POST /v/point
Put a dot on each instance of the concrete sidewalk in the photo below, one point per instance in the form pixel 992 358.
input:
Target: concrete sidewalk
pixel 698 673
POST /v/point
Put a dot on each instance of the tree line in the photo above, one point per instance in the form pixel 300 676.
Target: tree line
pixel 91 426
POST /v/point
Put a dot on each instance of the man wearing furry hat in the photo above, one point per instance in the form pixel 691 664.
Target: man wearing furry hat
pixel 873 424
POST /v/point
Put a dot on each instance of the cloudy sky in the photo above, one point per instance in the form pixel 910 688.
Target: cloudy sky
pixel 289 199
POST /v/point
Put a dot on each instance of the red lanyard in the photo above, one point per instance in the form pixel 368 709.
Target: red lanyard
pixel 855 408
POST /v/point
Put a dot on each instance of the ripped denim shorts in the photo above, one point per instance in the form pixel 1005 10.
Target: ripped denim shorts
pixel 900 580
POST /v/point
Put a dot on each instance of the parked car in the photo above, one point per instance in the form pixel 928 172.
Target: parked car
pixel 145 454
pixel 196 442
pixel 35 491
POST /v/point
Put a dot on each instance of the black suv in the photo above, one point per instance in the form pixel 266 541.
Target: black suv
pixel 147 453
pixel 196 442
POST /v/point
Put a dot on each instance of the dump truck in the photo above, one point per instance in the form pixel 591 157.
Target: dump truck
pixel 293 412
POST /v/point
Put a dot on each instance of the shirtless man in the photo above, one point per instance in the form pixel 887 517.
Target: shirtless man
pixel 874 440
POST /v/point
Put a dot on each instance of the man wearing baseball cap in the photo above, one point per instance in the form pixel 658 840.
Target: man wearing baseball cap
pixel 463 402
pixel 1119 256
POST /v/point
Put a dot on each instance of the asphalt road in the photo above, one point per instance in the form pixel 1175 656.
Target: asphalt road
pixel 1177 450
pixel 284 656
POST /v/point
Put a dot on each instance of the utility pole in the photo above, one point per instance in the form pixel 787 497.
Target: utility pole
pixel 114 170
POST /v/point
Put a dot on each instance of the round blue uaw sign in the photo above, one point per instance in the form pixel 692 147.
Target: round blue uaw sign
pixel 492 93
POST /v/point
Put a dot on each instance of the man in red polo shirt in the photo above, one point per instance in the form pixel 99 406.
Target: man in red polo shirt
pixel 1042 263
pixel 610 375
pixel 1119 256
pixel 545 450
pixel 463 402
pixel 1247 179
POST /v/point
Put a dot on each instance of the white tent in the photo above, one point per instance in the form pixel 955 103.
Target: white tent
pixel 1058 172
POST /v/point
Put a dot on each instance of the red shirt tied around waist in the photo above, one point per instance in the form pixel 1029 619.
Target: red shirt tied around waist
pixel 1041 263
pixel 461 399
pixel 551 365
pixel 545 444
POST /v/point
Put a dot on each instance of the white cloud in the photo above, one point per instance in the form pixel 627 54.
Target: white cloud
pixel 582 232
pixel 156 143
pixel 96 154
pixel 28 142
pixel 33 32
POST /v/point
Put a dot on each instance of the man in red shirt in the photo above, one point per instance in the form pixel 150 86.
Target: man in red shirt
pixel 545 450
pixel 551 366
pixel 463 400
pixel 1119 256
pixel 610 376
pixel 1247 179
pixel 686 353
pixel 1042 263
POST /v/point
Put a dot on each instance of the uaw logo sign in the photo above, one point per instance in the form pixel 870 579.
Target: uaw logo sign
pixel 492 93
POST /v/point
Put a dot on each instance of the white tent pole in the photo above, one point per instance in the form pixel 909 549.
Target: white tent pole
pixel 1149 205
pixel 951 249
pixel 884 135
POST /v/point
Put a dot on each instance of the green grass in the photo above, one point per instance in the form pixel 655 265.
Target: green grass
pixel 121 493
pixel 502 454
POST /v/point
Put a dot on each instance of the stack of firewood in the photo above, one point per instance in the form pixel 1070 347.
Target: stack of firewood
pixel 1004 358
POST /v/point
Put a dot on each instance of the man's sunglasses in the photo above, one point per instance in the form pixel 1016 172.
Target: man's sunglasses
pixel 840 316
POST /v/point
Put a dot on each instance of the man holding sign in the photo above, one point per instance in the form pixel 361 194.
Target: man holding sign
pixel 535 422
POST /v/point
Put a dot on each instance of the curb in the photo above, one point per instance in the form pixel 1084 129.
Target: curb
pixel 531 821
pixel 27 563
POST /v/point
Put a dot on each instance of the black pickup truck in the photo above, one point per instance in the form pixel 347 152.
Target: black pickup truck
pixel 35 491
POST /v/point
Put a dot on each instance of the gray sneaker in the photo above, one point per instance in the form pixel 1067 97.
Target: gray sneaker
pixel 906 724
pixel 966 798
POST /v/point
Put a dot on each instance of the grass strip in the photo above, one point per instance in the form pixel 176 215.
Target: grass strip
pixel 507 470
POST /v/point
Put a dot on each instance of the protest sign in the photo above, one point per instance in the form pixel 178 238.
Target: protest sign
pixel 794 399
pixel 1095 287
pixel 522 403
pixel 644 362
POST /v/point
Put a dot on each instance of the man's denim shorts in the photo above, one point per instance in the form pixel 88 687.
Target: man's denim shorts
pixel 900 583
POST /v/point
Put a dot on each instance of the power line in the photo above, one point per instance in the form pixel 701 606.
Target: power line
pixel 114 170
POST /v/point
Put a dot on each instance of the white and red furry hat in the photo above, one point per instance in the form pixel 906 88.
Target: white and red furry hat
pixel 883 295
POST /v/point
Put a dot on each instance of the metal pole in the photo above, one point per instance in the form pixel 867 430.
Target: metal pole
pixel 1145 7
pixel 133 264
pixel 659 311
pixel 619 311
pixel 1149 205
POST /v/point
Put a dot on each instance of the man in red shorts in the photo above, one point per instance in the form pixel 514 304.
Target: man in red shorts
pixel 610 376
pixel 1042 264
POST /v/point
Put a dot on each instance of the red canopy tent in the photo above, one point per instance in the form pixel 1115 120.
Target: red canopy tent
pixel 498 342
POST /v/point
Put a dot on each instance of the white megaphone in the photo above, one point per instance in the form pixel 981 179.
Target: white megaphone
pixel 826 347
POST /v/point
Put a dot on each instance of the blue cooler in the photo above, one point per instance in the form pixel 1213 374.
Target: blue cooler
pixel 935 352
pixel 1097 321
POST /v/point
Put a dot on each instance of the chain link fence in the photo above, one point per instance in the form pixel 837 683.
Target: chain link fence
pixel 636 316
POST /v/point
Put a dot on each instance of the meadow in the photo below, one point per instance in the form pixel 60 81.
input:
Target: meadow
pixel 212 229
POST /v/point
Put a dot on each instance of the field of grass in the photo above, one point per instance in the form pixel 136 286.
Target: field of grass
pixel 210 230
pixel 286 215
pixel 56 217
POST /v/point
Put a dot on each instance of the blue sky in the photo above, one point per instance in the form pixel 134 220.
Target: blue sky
──────────────────────────────
Exercise prompt:
Each line of the material should be duplicated exactly, please.

Task answer:
POST /v/point
Put a dot on each instance of the concrete sidewalk in the photo below, one point per instance in the form pixel 992 358.
input:
Target: concrete sidewalk
pixel 698 673
POST /v/point
Put a dot on each instance of the tree line in the photo above, one point per instance in the form pixel 300 676.
Target: tree line
pixel 91 426
POST /v/point
Put a dot on each instance of the man wearing furry hat in the photo above, one point per instance in the form pixel 691 664.
Target: man wearing furry hat
pixel 873 424
POST /v/point
Put a dot on each instance of the cloudy sky in the photo above, one point per instance in the form pixel 910 688.
Target: cloudy sky
pixel 289 199
POST /v/point
Put a dot on each instance of the red lanyard in the photo above, one point per instance in the form pixel 368 709.
Target: red lanyard
pixel 855 408
POST /v/point
Put a dot on each instance of the ripped denim shorts in the photo above, one point per instance in the form pixel 1005 10.
Target: ripped denim shorts
pixel 900 580
POST /v/point
Put a dot on each instance of the parked car in the photo above, one point per instance in the form pixel 928 172.
Target: parked car
pixel 145 454
pixel 196 442
pixel 35 491
POST /v/point
Put a dot on each instance of the black suv in the photo above, one point per instance in the form pixel 266 541.
Target: black suv
pixel 147 453
pixel 196 442
POST /v/point
Put a dot on each instance of the dump truck in the photo above, one point per instance in the form pixel 591 157.
Target: dump truck
pixel 293 412
POST /v/point
Put a dot on each instance of the shirtless man in the photo above, one point per instance in the form pixel 887 517.
Target: shirtless man
pixel 874 440
POST /v/point
Put a dot on each instance of the man wearing baseball cap in the photo above, one point per instance in the form pixel 658 840.
Target: man wearing baseball cap
pixel 463 402
pixel 1119 256
POST /v/point
Put a dot on each instance of the asphalt road in the photo above, one point per instance in the form pixel 1175 656.
Target: asphalt road
pixel 1177 450
pixel 284 656
POST /v/point
Put a dot on each instance of the utility pole in the photo above, one point per instance in the form pixel 787 497.
Target: utility pole
pixel 114 170
POST /v/point
Put a dot on each instance of the round blue uaw sign in the photo above, one point per instance in the form pixel 692 147.
Target: round blue uaw sign
pixel 492 93
POST /v/point
Put a dot on each instance of the man in red polo shirt in the photo above, one point per instance in the form pixel 99 406.
Target: man in red polo shirt
pixel 1042 263
pixel 610 375
pixel 1119 256
pixel 545 450
pixel 463 402
pixel 1247 179
POST /v/point
Put a dot on each instance of the white tent in the photo above, one point per instance in the form pixel 955 103.
Target: white tent
pixel 1058 172
POST /v/point
Put a dot on each instance of the red shirt tied around waist in the photo above, one point per instance in the form pixel 1029 619.
Target: red shirt tied around waist
pixel 1041 263
pixel 461 399
pixel 551 365
pixel 545 444
POST /v/point
Put a dot on each instance of the white cloud in the photo above, one point per instance in the form pixel 627 54.
Target: white cloud
pixel 582 232
pixel 156 143
pixel 96 154
pixel 28 142
pixel 33 32
POST /v/point
Put a dot on each instance of the man in red shirt in the photo above, one point per instance in the form pixel 150 86.
Target: man in red shirt
pixel 545 450
pixel 551 366
pixel 463 400
pixel 1119 256
pixel 610 376
pixel 1247 179
pixel 686 353
pixel 1042 263
POST /v/point
Put a dot on each instance of the uaw logo sign in the photo above, one point per instance in the form pixel 870 579.
Target: uaw logo sign
pixel 492 93
POST /v/point
Put a dot on each instance of the white tent pole in the photo above, one point per instance in the form pixel 909 549.
Target: white tent pole
pixel 1149 205
pixel 951 249
pixel 884 135
POST /v/point
Put a dot on each instance of the green grass in the photo above, one point per instance in the form pixel 655 265.
Target: green grass
pixel 121 493
pixel 502 454
POST /v/point
Put a dot on each instance of the stack of firewood in the photo above, one point per instance in the form pixel 1070 347.
Target: stack of firewood
pixel 1004 358
POST /v/point
Put a dot on each instance of the man's sunglasses in the photo above, one point per instance in the form pixel 1016 172.
Target: man's sunglasses
pixel 840 316
POST /v/point
Put a dot on each instance of the man holding sign in the photo above, one point per instance in the form pixel 361 194.
Target: man holding sign
pixel 535 422
POST /v/point
Put a dot on each instance of the curb in the photo above, one point per instance in the form pixel 1084 129.
Target: curb
pixel 531 821
pixel 27 563
POST /v/point
Put a dot on each instance of the black pickup truck in the photo above, one point per instance in the form pixel 347 152.
Target: black pickup truck
pixel 35 491
POST /v/point
Put a dot on each instance of the gray sneaker in the photo above, one point per instance in the form pixel 1067 97.
Target: gray sneaker
pixel 906 724
pixel 966 798
POST /v/point
Put a dot on each instance of the grass strip in the photo above, one point per instance in the form pixel 176 215.
Target: grass strip
pixel 507 470
POST /v/point
Put a dot on each instance of the protest sign in the photo above, one point per instance in the form pixel 178 238.
Target: protest sign
pixel 794 399
pixel 1095 287
pixel 522 403
pixel 644 362
POST /v/point
Put a dot on each instance of the man's denim shorts in the photo above, one point per instance in the form pixel 88 687.
Target: man's denim shorts
pixel 900 583
POST /v/point
Put a dot on each instance of the power line in the photo above, one point per instance in the form pixel 701 606.
Target: power line
pixel 114 170
POST /v/point
Put a dot on each instance of the white and red furry hat in the photo above, one point per instance in the form pixel 906 88.
Target: white and red furry hat
pixel 883 295
POST /v/point
Put a dot on each instance of the metal pole in the photo above, one point per instance in the form pixel 867 430.
Target: metal pole
pixel 1145 7
pixel 133 264
pixel 659 311
pixel 619 311
pixel 1149 205
POST /v/point
Put a dot on each instance of the man in red shorts in the photo above, one point per instance in the form pixel 514 304.
Target: man in red shorts
pixel 610 376
pixel 1042 264
POST /v/point
Put a dot on each instance of the red canopy tent in the photo above, one point per instance in the form pixel 1115 120.
Target: red canopy tent
pixel 498 342
POST /v/point
Put a dot on each instance of the white megaphone in the photo above, one point per instance in the form pixel 981 179.
Target: white megaphone
pixel 826 347
POST /v/point
Put a dot on each instance of the blue cooler in the photo above, one point per instance in the form pixel 1213 374.
Target: blue cooler
pixel 935 352
pixel 1097 321
POST /v/point
Put a dot on each instance of the chain link fence in the photo above, one point per instance in the form pixel 837 683.
Target: chain link fence
pixel 636 316
POST /v/point
Put a dot on each instance of the meadow in the photo below, one point per instance in the form pixel 60 81.
input:
Target: meadow
pixel 212 229
POST /v/point
Put a dot on each instance of the field of grass in the photo above, one point per instance in the form pixel 136 286.
Target: field of grass
pixel 210 230
pixel 286 215
pixel 56 217
POST /v/point
Put a dot on each instance of the blue sky in the photo above, one point per instance in the form pixel 134 220.
Target: blue sky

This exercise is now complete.